### Exercise
The line that contains "Vision module – locates any ceramic" and all lines following it to the end of the data below: set these down exactly, and nothing besides.

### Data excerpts
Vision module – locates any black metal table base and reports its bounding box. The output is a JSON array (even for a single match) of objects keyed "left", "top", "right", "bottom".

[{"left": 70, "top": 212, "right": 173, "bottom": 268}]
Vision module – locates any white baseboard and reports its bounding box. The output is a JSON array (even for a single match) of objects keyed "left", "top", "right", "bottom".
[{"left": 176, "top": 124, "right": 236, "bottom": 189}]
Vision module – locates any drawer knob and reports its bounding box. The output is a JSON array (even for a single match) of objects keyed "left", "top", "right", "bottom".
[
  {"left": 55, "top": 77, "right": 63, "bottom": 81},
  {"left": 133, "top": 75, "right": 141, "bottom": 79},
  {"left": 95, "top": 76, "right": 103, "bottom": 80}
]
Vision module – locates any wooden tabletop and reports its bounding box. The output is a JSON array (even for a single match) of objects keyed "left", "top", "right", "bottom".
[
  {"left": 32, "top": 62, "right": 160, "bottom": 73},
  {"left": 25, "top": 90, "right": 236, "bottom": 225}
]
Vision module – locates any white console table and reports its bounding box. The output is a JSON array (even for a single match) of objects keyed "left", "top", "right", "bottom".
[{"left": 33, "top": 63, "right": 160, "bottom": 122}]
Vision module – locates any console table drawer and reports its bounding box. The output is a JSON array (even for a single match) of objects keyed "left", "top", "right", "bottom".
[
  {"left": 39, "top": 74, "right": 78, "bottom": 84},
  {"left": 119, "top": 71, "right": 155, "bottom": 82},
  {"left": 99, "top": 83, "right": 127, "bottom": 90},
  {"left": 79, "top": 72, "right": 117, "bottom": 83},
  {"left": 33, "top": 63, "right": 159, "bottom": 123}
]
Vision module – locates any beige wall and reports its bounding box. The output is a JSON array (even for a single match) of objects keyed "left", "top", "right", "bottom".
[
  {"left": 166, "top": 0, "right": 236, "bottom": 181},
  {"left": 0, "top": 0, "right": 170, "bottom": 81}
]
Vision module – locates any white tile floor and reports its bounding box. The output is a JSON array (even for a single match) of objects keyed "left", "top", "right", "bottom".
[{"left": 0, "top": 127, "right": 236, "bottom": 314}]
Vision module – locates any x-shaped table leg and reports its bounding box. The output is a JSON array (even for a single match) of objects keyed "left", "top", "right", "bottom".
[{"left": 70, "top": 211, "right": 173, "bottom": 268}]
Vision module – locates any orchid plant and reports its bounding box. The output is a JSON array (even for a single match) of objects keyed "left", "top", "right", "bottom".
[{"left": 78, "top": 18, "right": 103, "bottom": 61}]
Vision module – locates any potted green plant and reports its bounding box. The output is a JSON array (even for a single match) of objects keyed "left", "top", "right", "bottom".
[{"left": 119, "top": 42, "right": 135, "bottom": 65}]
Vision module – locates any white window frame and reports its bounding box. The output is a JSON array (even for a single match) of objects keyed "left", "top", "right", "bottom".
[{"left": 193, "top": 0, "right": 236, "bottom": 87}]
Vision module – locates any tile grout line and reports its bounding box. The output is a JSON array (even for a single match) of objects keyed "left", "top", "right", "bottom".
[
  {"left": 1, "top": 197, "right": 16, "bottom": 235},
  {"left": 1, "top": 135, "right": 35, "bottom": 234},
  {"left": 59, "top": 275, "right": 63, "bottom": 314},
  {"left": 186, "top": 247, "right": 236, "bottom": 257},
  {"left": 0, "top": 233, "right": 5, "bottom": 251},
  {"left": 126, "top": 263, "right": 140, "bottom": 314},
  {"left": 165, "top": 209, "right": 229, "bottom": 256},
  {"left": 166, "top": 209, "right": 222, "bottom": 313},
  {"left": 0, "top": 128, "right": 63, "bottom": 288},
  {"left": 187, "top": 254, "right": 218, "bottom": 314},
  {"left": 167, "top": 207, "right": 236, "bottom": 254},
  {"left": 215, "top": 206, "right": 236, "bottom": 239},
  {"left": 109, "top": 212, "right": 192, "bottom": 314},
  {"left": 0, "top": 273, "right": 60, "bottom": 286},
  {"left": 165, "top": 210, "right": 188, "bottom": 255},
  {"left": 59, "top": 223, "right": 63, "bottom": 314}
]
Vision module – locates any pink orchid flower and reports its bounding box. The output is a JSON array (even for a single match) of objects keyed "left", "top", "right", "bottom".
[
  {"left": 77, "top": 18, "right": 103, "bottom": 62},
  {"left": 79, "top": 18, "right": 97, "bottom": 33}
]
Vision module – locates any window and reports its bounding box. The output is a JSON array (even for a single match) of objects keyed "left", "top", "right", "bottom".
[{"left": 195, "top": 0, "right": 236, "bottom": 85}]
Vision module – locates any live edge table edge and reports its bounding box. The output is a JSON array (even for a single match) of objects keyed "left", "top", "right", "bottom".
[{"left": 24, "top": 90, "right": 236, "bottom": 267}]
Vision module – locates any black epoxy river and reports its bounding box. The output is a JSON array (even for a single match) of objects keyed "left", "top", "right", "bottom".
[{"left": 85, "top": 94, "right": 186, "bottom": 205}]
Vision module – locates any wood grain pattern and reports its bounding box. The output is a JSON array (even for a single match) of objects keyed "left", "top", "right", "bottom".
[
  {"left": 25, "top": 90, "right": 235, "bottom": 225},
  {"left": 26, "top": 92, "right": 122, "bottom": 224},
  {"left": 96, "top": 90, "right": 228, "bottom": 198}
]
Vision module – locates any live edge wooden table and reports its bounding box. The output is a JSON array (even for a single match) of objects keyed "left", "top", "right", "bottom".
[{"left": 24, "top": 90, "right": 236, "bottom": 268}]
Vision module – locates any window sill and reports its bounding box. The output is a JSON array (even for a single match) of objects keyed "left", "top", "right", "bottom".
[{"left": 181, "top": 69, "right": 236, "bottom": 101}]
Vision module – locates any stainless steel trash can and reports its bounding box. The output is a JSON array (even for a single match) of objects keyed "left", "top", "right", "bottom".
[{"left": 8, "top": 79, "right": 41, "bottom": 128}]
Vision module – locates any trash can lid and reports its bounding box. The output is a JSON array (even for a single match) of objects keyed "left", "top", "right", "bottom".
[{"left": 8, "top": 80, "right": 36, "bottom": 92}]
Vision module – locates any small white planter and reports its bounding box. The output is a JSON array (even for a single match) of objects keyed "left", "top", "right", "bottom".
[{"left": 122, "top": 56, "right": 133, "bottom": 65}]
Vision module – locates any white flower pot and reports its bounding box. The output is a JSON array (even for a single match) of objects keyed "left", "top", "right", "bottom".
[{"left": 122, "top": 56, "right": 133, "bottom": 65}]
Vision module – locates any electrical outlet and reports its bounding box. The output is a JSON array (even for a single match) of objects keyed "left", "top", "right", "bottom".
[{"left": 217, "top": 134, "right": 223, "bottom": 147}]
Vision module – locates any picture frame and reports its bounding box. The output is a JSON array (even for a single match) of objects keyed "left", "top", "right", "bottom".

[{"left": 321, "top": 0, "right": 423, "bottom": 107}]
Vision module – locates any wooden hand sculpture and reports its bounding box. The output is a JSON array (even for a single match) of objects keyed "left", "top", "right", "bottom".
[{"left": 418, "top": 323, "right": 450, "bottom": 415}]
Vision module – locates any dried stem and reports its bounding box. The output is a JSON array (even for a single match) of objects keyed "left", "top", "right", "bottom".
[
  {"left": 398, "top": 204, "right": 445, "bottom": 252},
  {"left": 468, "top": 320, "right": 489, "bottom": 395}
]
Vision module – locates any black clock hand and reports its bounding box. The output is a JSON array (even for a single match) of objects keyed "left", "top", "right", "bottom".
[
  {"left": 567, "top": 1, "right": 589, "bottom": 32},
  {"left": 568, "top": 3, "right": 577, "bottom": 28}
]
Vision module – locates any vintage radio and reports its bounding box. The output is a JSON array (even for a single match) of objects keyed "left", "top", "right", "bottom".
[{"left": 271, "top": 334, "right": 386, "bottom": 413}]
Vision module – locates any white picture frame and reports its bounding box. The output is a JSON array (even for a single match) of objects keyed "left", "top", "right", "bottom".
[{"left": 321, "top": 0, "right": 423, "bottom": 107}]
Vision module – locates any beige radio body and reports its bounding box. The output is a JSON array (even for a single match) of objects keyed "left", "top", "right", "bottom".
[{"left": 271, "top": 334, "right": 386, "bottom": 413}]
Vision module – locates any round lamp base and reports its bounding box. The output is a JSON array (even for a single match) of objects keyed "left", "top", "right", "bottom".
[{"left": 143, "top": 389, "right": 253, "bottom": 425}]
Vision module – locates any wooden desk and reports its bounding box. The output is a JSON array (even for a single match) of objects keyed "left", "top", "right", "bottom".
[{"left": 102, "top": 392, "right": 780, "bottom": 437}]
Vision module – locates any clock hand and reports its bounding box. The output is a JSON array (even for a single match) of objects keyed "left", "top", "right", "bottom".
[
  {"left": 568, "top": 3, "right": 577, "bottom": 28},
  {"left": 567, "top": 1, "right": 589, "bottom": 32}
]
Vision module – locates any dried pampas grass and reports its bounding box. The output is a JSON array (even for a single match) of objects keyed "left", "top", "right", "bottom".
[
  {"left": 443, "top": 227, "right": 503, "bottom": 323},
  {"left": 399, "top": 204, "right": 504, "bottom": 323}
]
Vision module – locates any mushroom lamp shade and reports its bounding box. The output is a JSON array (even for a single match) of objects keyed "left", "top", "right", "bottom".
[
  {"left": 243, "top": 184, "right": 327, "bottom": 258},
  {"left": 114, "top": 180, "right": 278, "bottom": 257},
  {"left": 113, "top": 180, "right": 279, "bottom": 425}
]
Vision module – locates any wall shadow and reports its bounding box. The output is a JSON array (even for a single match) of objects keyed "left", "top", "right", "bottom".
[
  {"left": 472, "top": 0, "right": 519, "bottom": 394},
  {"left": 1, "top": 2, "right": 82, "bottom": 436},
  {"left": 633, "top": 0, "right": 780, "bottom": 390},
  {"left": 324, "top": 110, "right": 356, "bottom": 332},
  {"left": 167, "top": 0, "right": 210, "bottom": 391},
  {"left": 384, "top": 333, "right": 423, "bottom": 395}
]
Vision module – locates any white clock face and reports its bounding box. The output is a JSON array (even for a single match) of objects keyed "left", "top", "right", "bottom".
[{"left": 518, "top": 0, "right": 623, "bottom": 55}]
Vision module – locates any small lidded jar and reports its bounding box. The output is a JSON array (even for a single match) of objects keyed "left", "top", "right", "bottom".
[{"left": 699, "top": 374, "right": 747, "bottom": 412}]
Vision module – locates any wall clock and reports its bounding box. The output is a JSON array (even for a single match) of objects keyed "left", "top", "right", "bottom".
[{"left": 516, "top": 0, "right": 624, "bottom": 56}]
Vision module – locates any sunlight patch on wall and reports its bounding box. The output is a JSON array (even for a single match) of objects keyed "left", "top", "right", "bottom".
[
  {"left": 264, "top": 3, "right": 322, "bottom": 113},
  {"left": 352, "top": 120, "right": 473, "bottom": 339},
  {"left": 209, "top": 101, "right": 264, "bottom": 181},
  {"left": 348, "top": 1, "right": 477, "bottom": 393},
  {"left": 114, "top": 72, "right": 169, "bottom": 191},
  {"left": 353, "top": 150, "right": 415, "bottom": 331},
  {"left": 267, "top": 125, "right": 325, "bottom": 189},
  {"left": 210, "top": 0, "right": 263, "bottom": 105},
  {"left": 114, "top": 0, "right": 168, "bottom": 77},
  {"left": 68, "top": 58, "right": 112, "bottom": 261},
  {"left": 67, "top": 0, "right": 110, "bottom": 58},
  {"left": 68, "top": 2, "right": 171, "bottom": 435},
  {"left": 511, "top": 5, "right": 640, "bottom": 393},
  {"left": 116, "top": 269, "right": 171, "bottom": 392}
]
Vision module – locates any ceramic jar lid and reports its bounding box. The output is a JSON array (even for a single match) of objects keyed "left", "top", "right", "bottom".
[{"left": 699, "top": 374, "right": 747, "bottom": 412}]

### Answer space
Vision module – locates any ceramic jar lid and reports its bounding box. The output is a JSON array (even for a single match) of objects keyed "left", "top", "right", "bottom".
[{"left": 699, "top": 374, "right": 747, "bottom": 412}]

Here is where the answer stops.